Exercise description -
Return the listing below unchanged, reproducing every line in full and in the same order.

====

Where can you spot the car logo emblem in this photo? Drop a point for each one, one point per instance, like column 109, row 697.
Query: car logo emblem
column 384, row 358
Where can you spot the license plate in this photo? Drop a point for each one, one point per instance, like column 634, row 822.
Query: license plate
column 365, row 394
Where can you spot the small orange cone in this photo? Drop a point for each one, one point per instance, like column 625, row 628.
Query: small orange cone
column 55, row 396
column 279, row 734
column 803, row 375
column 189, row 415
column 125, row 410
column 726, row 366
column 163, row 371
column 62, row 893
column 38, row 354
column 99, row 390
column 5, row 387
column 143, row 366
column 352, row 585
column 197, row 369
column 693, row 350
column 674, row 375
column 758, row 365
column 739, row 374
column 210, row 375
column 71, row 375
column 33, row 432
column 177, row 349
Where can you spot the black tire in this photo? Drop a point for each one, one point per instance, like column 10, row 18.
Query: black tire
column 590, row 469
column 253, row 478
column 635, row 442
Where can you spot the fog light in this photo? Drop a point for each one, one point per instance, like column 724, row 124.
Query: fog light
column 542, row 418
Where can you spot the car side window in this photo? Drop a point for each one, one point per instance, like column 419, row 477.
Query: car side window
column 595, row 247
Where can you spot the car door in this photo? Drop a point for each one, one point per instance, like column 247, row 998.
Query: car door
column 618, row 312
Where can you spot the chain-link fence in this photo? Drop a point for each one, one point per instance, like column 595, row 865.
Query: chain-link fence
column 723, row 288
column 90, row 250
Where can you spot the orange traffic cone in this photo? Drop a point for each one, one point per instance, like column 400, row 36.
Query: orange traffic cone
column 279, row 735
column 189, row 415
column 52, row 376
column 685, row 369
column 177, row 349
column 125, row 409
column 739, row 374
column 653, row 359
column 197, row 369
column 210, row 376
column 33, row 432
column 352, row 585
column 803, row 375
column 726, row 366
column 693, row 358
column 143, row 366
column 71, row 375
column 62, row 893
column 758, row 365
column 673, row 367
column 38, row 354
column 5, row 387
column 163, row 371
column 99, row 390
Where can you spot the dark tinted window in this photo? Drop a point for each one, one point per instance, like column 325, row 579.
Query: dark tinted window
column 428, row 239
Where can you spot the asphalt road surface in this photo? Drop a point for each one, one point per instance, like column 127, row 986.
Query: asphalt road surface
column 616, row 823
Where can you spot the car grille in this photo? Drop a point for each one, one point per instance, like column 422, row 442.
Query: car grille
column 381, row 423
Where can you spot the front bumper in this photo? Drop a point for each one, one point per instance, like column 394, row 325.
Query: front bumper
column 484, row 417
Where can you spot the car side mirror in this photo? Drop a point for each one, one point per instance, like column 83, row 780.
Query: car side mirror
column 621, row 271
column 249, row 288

====

Reply to the task -
Where can you spot the car logo emblem in this photo? Drop a point for each one, one point per instance, like column 109, row 697.
Query: car logo emblem
column 384, row 358
Where can you spot the license plate in this photo? Drop a point for each one, one point per instance, like column 634, row 822.
Query: license plate
column 365, row 394
Where can you spot the small orange cone in this photo? Drop a point for each one, one point per instance, like column 625, row 628.
Query: small orange cone
column 55, row 396
column 279, row 734
column 803, row 375
column 189, row 415
column 125, row 410
column 726, row 366
column 163, row 371
column 62, row 893
column 38, row 354
column 99, row 390
column 5, row 387
column 143, row 366
column 352, row 585
column 197, row 369
column 693, row 350
column 674, row 375
column 758, row 365
column 739, row 374
column 210, row 375
column 71, row 375
column 33, row 432
column 177, row 349
Where can you spot the black tire in this photo? Drop a point for each one, one point per instance, like column 10, row 18.
Query: black tire
column 590, row 469
column 253, row 478
column 635, row 442
Where can you spot the fog light in this photo? Drop a point for each one, one point per instance, like column 724, row 124.
Query: fog light
column 542, row 418
Where can you spot the car side window in this photo? Drop a point for each one, one point per instance, like column 419, row 477.
Query: car side window
column 595, row 247
Where can you spot the car door in this photo? Drop a point for each one, one point per instance, like column 247, row 998.
Query: car door
column 618, row 312
Where can you spot the chain-link fence in this photo? Drop a point for each one, one point per instance, like column 595, row 865.
Query: chain-link fence
column 723, row 288
column 90, row 250
Where can you spot the orange traffic cone in this photo? Drop a point for each one, one point per instance, like column 400, row 36.
Query: orange traffic cone
column 279, row 735
column 189, row 415
column 52, row 376
column 685, row 369
column 177, row 349
column 125, row 409
column 739, row 374
column 653, row 359
column 197, row 369
column 210, row 376
column 33, row 432
column 352, row 585
column 803, row 375
column 726, row 366
column 693, row 358
column 143, row 366
column 71, row 375
column 62, row 893
column 758, row 365
column 673, row 367
column 38, row 354
column 5, row 387
column 163, row 371
column 99, row 390
Where can you spot the dark tinted window in this photo? Drop a point for each one, one point per instance, like column 325, row 579.
Query: dark tinted window
column 428, row 239
Where can you spot the asphalt road surface in this photo? Drop a point for each one, one point per instance, like column 127, row 986.
Query: asphalt road surface
column 616, row 823
Where can you spot the car grille in this photo? Drop a point for each one, one point per instance, like column 422, row 442.
Query: car grille
column 381, row 423
Where can you spot the front bumper in this photo? Drop a point for each one, one point per instance, like column 394, row 325.
Query: front bumper
column 484, row 417
Where can you spot the car side mirror in this photo? Drop a point for each one, one point per instance, like column 83, row 780.
Query: car side mirror
column 621, row 271
column 249, row 288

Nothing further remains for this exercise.